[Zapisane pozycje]

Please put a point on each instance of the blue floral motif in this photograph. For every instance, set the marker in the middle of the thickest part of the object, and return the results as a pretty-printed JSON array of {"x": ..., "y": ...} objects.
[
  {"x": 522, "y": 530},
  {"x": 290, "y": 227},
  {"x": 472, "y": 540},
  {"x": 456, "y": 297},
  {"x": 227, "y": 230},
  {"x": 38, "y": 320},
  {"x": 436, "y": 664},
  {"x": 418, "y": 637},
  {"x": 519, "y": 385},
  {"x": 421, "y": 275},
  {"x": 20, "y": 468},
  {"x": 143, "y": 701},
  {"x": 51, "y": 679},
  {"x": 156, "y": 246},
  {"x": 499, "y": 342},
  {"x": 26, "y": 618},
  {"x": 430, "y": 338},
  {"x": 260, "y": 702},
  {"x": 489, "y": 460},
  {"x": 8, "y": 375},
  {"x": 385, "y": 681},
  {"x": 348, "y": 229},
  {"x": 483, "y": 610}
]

*ZADANIE:* Zaktualizuj powyższe pozycje: zamień „blue floral motif” na „red floral motif”, a resztę tekstu pozostaw bez zmian.

*ODPOWIEDŹ:*
Please put a point on each instance of the red floral motif in this photograph. For every instance, set the marker in the middle of the thickest part of the object, and return the results as a pretty-printed JSON array of {"x": ..., "y": ...} objects.
[
  {"x": 522, "y": 530},
  {"x": 290, "y": 227},
  {"x": 472, "y": 540},
  {"x": 456, "y": 297},
  {"x": 227, "y": 230},
  {"x": 38, "y": 320},
  {"x": 436, "y": 664},
  {"x": 418, "y": 637},
  {"x": 519, "y": 385},
  {"x": 421, "y": 275},
  {"x": 20, "y": 468},
  {"x": 143, "y": 701},
  {"x": 51, "y": 679},
  {"x": 156, "y": 246},
  {"x": 499, "y": 342},
  {"x": 26, "y": 618},
  {"x": 430, "y": 338},
  {"x": 260, "y": 702},
  {"x": 489, "y": 460},
  {"x": 8, "y": 375},
  {"x": 385, "y": 681},
  {"x": 348, "y": 229},
  {"x": 483, "y": 610}
]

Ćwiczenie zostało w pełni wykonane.